Entries from an annotation dataset
[Start]

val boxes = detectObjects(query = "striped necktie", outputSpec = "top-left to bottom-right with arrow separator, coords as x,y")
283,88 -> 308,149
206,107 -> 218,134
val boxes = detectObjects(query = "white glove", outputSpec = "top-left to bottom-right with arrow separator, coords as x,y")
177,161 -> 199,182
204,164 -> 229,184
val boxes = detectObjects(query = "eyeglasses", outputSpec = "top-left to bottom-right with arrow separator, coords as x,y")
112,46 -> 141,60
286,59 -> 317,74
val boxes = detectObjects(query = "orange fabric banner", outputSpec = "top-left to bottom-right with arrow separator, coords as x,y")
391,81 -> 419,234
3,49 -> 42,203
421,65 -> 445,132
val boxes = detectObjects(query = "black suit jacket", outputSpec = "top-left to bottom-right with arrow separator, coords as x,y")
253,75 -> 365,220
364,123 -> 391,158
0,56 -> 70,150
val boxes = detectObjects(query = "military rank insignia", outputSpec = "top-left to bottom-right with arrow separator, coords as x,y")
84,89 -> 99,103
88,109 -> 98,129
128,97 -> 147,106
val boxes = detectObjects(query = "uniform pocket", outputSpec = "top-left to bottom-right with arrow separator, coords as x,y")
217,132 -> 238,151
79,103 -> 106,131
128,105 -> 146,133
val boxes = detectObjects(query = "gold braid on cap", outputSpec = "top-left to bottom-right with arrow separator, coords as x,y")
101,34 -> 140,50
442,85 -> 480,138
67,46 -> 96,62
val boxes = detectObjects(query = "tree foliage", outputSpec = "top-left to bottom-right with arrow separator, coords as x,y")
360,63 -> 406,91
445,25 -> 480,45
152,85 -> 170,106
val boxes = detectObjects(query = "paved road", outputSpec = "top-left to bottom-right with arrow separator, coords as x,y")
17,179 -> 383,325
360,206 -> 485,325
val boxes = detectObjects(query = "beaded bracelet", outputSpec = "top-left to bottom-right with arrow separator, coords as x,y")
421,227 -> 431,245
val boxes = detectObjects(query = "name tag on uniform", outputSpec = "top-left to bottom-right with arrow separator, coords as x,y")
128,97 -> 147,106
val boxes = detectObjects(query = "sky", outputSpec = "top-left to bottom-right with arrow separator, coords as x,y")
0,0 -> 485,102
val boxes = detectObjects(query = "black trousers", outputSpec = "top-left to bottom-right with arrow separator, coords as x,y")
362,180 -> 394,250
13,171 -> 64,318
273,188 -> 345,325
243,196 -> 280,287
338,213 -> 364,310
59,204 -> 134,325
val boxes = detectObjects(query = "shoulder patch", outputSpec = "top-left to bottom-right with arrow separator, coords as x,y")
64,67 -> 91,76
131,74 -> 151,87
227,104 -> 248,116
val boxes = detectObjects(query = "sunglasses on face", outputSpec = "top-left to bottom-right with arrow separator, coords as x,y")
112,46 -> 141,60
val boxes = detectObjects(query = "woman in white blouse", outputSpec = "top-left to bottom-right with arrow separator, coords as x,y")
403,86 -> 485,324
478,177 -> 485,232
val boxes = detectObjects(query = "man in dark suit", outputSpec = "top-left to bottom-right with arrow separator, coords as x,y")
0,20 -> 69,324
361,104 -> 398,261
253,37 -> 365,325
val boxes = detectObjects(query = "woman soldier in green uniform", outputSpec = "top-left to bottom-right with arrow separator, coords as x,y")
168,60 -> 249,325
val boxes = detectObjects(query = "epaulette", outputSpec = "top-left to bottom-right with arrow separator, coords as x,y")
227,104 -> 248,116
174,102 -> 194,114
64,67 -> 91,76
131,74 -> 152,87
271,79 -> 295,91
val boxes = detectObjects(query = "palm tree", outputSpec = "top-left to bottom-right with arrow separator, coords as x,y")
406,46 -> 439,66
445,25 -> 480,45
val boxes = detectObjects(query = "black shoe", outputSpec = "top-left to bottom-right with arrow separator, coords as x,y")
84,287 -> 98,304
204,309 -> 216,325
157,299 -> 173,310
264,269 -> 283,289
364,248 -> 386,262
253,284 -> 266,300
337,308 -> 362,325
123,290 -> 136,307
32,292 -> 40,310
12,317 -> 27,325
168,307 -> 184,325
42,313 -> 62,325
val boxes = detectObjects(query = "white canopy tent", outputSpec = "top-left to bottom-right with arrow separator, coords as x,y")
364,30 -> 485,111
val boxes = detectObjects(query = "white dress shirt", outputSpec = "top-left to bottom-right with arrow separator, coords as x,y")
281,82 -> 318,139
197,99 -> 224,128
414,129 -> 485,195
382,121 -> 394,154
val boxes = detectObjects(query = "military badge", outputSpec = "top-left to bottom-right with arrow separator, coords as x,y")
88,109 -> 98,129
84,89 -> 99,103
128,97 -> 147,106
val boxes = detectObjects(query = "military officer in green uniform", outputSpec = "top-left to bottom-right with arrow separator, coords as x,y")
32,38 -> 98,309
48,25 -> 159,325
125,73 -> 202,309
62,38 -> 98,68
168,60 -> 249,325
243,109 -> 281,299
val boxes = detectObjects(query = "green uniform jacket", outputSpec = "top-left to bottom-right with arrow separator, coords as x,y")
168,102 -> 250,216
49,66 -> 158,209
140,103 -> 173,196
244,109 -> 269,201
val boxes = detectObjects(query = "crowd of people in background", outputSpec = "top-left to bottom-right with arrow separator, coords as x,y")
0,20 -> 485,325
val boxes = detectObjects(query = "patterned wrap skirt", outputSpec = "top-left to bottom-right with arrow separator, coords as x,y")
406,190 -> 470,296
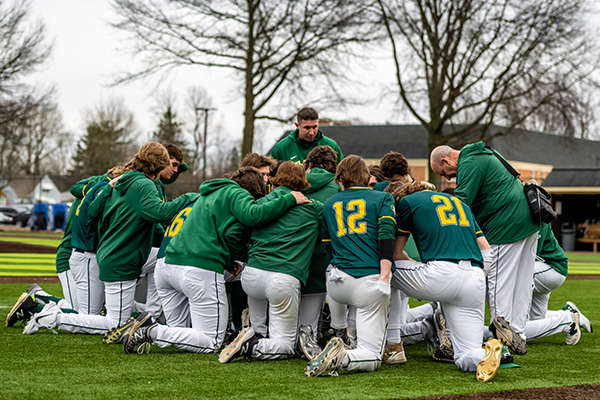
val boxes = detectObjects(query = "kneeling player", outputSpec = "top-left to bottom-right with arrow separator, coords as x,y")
305,155 -> 396,376
392,184 -> 502,381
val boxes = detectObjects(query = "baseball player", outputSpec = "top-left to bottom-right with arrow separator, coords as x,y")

[End]

> [TO BE DONE]: Quote all of the material above word for word, leaving out the pictures.

> [TASK SOLUTION]:
val boxes = detectObjects(query = "striped necktie", outputSpec = "top-left to bottom-right with arrow separator, coords as x,y")
283,88 -> 308,149
206,107 -> 218,134
val boxes = detectObjects(query = "white glove", outputSpec = "top-left to bottom-right with arrow separator, coords as x,y")
177,161 -> 199,182
204,164 -> 229,184
val boxes = detectObjects(query = "eyeglasses", outputSpec = "top-left to bottom-right with arrow separator, coords as x,y")
112,46 -> 141,60
286,59 -> 317,74
val boxes = detectObjects(query = "orange fabric banner", outputSpec = "top-left to bottom-right with arrow separator, coords as x,y")
391,81 -> 419,234
3,49 -> 42,203
421,65 -> 445,132
val boxes = detectObjects(query = "black suit jacket", outputSpec = "top-left to bottom-right with arrow separator, coords as x,y")
253,75 -> 365,220
364,123 -> 391,158
0,56 -> 70,150
val boxes = detectObjects(query = "military rank insignia", outputSpec = "top-left to bottom-right with arrow separator, coords as x,y")
84,89 -> 99,103
88,109 -> 98,129
128,97 -> 147,106
val boxes = detectObjects(query = "uniform pocket", outputSpec = "top-left to bottom-right with arrow separator, coords as x,y")
217,132 -> 238,151
79,103 -> 106,131
128,105 -> 146,133
val boxes = detectObjects(query = "gold braid on cap", outputSpec = "top-left to bottom-right with arrow separator, coords as x,y")
101,34 -> 140,50
442,85 -> 480,138
67,46 -> 96,62
val boxes = detectObjects(query = "tree foliage", outputSpec = "top-left to bottom-right with arrow separator, coords as x,y")
360,63 -> 406,91
445,25 -> 480,45
152,85 -> 170,106
val boxes = detectObjects(query = "paved road", outputSpec = "top-left to bottom-right with arrow separator, coords as x,y")
17,179 -> 383,325
360,206 -> 485,325
val boxes = detectObjects(query = "beaded bracelet", outputSpec = "top-left to bottom-right with arrow separator, coords as x,y")
421,227 -> 431,245
val boxes = detectObjects(query = "name tag on uniform", outputSpec = "top-left to bottom-right with arrow separator, coords as x,y")
128,97 -> 147,106
val boxes = detectObjects(query = "sky", outputSpec = "top-left to bottom-right with arrow separator, coords as x,y")
0,0 -> 485,102
val boxes = detectObjects(query = "black trousers", outputSpec = "top-left to bottom-right with arrow separator, coords as x,y")
362,180 -> 394,250
13,171 -> 64,318
273,188 -> 345,325
243,196 -> 280,287
338,213 -> 364,310
59,204 -> 134,325
val boxes = detectObjects(query = "shoulder patch", outputSpec = "top-left to bottom-right with arrow separator, coords as x,y")
64,67 -> 91,76
131,74 -> 151,87
227,104 -> 248,116
val boxes = detectObjects(query = "sunglasses on face", outputSpec = "top-left to bottom-right with arrow separator, coords as x,y")
112,46 -> 141,60
val boxes = detectObjects(query = "woman in white blouse", outputSpec = "top-left to bottom-right with arrow separator, coords as x,y")
403,86 -> 485,324
478,177 -> 485,232
val boxes = detectObjects(query = "man in dark suit", outputSpec = "top-left to bottom-right with arrow separator, coords as x,y")
0,20 -> 69,324
361,104 -> 398,261
253,37 -> 365,325
val boxes = detectObjects(query = "woman soldier in green uniform", outputSpec = "top-left to bottom-right with arrow separator, coords as x,y")
168,60 -> 249,325
val boxes = detectObjects(query = "epaulette", outputSpec = "top-left to bottom-right with arrow separator, coords as x,y")
227,104 -> 248,116
174,102 -> 194,114
64,67 -> 91,76
131,74 -> 152,87
271,79 -> 295,91
val boxes = detectObjects(query = "palm tree", outputSpec = "top-left to bottom-right with arrow separator, coords as x,y")
406,46 -> 439,66
445,25 -> 480,45
val boxes = detectObjects(query = "black shoe", outputSpec = "top-left to bottom-right with arrow separator, coords as x,y")
84,287 -> 98,304
204,309 -> 216,325
157,299 -> 173,310
264,269 -> 283,289
364,248 -> 386,262
253,284 -> 266,300
337,308 -> 362,325
123,290 -> 136,307
32,292 -> 40,310
12,317 -> 27,325
168,307 -> 184,325
42,313 -> 62,325
val boxes = detectObjects(query = "white canopy tent", outputSpec = "top-left to bottom-right with arrow separator, coords as x,y")
364,30 -> 485,111
val boxes = detectObjects(query = "white dress shirt", outputSpec = "top-left to bottom-right with arrow separator, coords as x,y")
281,82 -> 318,139
197,99 -> 224,128
414,129 -> 485,195
382,121 -> 394,154
val boxes = detectObjects(query = "military badge", outputSpec = "top-left to bottom-right with arrow separator, coords as x,y")
88,109 -> 98,129
84,89 -> 99,103
128,97 -> 147,106
val boxes = detectObjects(query = "military officer in green uniform", outputSpec = "top-left to bottom-right with arrow separator, coords as x,y")
32,38 -> 98,309
48,25 -> 159,325
125,73 -> 202,309
62,38 -> 98,68
168,60 -> 249,325
243,109 -> 281,299
val boxes = detectObjects(query = "green uniform jacket", outputSpec = "top-left to bottom-right with arrow separator, coords as x,y")
168,102 -> 250,216
49,66 -> 158,209
140,103 -> 173,196
244,109 -> 269,201
val boxes = detectObjects(query = "crowd of people in background", outputSpec = "top-left to bottom-right with arrow separator, coords as x,y")
0,20 -> 485,325
val boxes = detectObjects(query = "patterned wrap skirt", outputSpec = "top-left to bottom-right with arrow separator, coords as x,y")
406,190 -> 470,296
val boxes = detectObjects(query = "kneeling player", outputSpec = "top-left to bottom-right with arrow separator, coords as x,y")
305,155 -> 396,376
392,184 -> 502,381
val boxes = detectObjects(query = "baseball player", outputSpec = "top-left to bottom-right with arrow separator, coords as x,y")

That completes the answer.